Given records =>

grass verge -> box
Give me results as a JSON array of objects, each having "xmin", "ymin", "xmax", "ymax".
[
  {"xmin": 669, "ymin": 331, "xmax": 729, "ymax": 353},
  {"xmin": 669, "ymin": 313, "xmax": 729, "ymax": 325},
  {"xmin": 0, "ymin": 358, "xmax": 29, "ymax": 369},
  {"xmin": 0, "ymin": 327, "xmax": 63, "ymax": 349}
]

What to work on => Rewrite the records above with "grass verge" changed to "roadside strip" and every other line left as it is.

Solution =>
roadside strip -> box
Give me results as a JSON array of objects, each having "xmin", "ymin", "xmax", "ymax".
[
  {"xmin": 669, "ymin": 331, "xmax": 729, "ymax": 353},
  {"xmin": 669, "ymin": 313, "xmax": 729, "ymax": 325},
  {"xmin": 0, "ymin": 358, "xmax": 29, "ymax": 369},
  {"xmin": 0, "ymin": 327, "xmax": 63, "ymax": 349}
]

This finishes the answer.